(Referring expression data)
=== Begin Enclosure ===

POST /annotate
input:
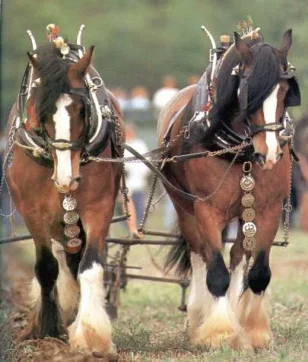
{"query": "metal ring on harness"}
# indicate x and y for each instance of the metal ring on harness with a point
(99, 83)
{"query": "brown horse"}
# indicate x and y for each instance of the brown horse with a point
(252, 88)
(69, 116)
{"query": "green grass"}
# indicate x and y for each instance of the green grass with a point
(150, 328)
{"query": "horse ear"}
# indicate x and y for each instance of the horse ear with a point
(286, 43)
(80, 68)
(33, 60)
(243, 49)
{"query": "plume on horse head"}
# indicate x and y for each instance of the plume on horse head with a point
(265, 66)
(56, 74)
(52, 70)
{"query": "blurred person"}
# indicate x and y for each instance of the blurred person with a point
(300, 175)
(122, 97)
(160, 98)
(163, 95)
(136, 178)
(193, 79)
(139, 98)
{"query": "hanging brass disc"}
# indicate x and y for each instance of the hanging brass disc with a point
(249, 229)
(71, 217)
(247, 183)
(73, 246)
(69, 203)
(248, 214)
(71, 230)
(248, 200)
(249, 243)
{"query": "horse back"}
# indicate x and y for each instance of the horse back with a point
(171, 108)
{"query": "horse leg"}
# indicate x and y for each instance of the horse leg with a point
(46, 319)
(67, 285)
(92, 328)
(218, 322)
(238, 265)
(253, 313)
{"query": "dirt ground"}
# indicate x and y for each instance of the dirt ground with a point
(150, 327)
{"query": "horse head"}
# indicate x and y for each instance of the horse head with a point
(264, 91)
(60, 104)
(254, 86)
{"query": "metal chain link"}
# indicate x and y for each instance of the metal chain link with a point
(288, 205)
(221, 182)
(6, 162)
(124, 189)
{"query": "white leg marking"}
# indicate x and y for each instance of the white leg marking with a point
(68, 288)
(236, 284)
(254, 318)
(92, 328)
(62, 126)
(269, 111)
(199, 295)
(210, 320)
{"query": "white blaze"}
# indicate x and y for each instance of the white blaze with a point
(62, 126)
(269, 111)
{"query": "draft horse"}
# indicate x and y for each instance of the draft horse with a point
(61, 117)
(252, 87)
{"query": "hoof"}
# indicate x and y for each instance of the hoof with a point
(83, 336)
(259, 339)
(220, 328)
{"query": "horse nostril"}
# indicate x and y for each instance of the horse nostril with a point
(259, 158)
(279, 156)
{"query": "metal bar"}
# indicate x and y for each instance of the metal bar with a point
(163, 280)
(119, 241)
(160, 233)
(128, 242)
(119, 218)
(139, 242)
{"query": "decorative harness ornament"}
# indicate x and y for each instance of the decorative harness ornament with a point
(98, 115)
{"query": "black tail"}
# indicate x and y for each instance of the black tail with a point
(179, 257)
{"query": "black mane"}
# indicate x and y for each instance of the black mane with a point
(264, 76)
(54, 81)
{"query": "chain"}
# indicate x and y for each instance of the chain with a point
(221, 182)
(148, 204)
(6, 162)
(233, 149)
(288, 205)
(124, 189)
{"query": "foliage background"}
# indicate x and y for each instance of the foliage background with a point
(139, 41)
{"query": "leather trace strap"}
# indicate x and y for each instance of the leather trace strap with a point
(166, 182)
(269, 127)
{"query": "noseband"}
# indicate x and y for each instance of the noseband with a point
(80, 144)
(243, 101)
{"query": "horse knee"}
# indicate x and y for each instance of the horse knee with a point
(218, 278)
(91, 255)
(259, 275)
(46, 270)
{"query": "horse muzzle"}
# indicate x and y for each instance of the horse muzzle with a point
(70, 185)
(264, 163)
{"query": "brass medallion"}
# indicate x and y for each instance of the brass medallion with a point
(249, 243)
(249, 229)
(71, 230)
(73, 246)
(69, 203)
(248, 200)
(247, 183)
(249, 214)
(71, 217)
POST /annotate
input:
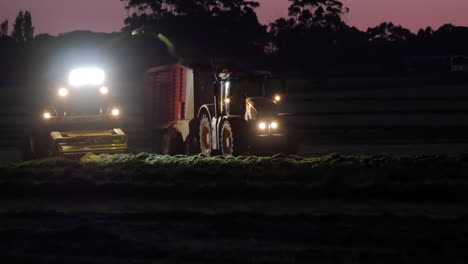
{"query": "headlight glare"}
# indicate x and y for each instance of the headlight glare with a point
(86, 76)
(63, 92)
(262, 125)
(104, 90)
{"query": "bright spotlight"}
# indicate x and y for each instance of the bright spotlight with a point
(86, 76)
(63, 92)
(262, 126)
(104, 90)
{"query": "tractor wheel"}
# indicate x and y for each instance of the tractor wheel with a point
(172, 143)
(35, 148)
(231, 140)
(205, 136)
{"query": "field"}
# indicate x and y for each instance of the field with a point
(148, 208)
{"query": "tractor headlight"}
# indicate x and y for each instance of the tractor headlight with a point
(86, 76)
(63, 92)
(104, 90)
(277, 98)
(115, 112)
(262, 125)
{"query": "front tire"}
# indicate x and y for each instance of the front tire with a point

=== End Enclosure ===
=== Begin Enclosure ===

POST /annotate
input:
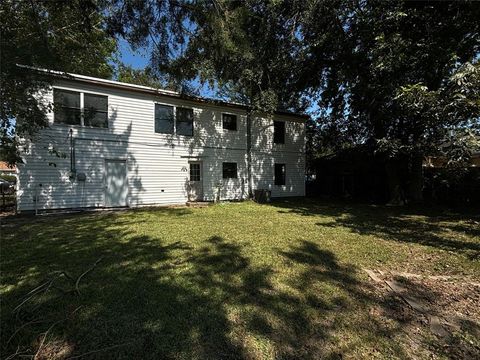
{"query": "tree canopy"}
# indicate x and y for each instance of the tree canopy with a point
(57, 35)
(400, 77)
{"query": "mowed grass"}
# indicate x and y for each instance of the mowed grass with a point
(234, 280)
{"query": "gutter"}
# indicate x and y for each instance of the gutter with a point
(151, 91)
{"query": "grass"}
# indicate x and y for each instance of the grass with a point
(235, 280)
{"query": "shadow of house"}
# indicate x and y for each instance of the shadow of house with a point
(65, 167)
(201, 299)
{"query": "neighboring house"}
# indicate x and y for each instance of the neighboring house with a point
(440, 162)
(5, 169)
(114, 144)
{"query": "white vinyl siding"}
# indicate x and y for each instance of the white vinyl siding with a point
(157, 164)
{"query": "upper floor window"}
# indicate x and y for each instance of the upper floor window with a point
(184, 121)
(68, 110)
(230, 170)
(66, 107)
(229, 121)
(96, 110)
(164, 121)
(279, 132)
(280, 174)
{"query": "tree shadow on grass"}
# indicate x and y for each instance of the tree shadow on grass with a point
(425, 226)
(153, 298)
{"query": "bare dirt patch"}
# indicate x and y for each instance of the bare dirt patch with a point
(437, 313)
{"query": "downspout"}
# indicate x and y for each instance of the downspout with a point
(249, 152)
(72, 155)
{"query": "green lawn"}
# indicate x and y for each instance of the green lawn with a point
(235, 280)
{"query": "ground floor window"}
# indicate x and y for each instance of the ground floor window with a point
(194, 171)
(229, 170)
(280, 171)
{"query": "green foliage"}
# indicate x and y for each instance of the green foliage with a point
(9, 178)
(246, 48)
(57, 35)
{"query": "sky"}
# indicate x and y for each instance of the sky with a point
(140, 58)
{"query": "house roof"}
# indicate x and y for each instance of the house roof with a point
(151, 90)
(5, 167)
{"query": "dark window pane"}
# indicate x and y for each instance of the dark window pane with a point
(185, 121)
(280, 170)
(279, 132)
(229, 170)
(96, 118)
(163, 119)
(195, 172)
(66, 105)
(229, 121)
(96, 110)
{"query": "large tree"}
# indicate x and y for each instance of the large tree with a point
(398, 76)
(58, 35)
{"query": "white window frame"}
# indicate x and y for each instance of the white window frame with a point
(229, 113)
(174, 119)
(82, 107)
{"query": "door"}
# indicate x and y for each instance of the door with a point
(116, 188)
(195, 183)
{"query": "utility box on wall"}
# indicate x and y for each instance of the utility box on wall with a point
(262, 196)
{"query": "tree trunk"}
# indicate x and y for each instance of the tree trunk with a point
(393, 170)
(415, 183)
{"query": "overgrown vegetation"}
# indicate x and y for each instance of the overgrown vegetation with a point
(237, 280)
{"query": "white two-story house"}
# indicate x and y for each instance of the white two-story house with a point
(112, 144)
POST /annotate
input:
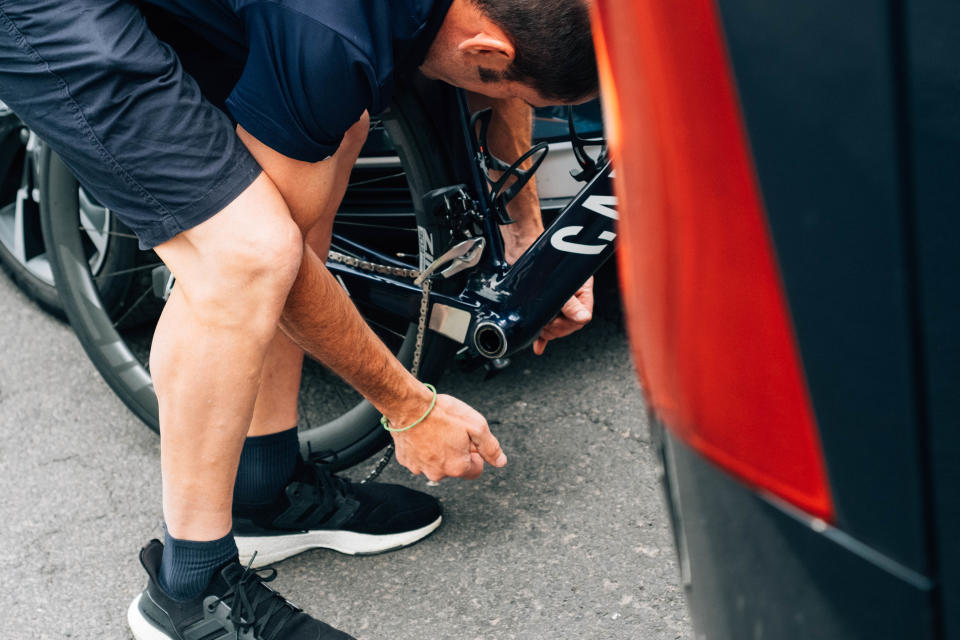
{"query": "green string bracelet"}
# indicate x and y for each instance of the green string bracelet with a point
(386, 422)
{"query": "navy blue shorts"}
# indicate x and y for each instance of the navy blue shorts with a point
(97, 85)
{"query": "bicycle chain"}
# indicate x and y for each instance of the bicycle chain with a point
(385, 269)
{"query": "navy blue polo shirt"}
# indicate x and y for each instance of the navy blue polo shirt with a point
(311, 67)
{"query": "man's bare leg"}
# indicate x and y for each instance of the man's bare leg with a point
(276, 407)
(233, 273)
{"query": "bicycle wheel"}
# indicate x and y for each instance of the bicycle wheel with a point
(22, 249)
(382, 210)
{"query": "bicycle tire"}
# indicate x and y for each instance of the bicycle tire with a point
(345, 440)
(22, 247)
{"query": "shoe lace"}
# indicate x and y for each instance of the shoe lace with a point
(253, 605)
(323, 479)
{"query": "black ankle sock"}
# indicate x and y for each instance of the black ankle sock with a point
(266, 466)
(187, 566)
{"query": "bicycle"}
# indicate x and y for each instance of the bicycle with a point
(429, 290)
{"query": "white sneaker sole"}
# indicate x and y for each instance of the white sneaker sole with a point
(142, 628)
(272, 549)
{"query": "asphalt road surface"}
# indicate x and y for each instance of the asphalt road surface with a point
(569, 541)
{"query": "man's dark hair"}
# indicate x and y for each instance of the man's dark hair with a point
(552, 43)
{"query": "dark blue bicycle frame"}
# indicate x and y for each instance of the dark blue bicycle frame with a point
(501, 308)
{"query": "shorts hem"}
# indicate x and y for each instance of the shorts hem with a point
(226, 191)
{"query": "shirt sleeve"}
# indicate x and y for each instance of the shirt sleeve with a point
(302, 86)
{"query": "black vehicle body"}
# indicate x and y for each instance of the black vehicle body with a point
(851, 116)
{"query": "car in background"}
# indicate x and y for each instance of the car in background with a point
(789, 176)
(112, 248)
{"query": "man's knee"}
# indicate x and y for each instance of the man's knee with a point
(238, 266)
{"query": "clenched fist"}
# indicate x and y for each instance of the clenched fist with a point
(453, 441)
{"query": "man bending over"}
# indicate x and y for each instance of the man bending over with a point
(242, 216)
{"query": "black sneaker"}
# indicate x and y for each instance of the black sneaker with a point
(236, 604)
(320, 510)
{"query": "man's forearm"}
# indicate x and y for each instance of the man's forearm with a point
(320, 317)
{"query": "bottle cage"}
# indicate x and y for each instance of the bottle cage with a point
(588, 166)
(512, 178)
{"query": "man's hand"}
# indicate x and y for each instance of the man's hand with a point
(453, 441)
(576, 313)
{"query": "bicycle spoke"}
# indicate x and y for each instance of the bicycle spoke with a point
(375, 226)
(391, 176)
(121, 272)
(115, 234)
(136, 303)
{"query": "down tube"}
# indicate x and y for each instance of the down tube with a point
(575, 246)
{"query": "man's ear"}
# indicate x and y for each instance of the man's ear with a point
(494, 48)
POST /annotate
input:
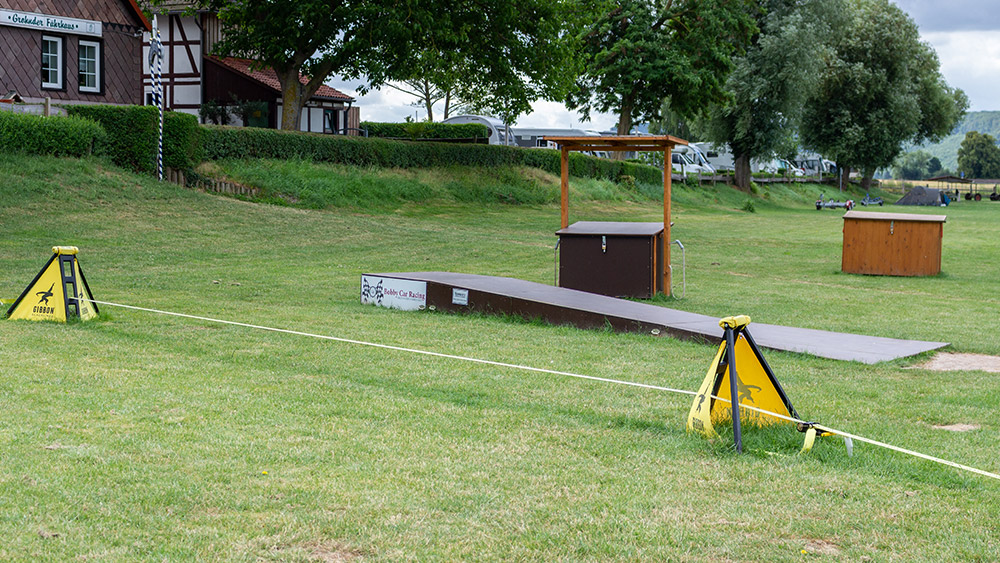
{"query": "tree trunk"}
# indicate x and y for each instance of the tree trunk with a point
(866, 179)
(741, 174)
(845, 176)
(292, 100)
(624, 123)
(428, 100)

=== End Enclosure ===
=== Begin Enclosure ===

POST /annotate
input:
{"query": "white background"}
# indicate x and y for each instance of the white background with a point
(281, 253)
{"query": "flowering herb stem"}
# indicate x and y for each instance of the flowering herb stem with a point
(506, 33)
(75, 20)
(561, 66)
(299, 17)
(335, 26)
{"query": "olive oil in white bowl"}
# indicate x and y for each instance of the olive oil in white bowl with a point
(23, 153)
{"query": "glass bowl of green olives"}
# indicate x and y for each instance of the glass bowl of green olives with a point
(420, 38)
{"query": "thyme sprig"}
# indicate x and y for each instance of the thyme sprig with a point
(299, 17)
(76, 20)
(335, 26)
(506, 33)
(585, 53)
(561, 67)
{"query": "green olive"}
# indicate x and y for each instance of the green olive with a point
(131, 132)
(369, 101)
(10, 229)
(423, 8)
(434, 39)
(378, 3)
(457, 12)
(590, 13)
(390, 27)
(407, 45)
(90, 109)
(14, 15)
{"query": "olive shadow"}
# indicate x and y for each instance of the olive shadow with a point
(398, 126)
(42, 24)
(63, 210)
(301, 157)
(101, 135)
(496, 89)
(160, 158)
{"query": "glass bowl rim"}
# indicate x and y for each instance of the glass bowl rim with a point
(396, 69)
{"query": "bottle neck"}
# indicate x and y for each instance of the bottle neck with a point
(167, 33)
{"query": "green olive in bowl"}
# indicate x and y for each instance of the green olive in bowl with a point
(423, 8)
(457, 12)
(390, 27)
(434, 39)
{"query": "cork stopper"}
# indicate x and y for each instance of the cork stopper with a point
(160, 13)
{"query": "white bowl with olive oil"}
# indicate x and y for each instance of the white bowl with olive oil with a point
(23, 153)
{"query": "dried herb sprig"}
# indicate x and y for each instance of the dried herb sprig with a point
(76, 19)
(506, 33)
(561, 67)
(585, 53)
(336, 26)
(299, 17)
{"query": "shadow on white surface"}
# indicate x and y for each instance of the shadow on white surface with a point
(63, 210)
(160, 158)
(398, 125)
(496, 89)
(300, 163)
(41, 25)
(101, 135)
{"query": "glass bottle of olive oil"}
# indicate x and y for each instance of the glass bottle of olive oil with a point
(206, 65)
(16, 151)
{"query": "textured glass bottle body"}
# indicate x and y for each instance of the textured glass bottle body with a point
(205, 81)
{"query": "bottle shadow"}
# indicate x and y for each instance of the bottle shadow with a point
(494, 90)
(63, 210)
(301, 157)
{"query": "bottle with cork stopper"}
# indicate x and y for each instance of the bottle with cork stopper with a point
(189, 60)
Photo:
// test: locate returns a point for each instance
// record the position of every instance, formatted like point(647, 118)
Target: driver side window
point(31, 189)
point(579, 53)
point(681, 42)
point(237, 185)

=== End Enclosure ===

§ Task to carry out
If a line of the data above contains "front", copy it out.

§ Written reply
{"query": "front tire"}
# indicate x and y for each instance of the front tire with a point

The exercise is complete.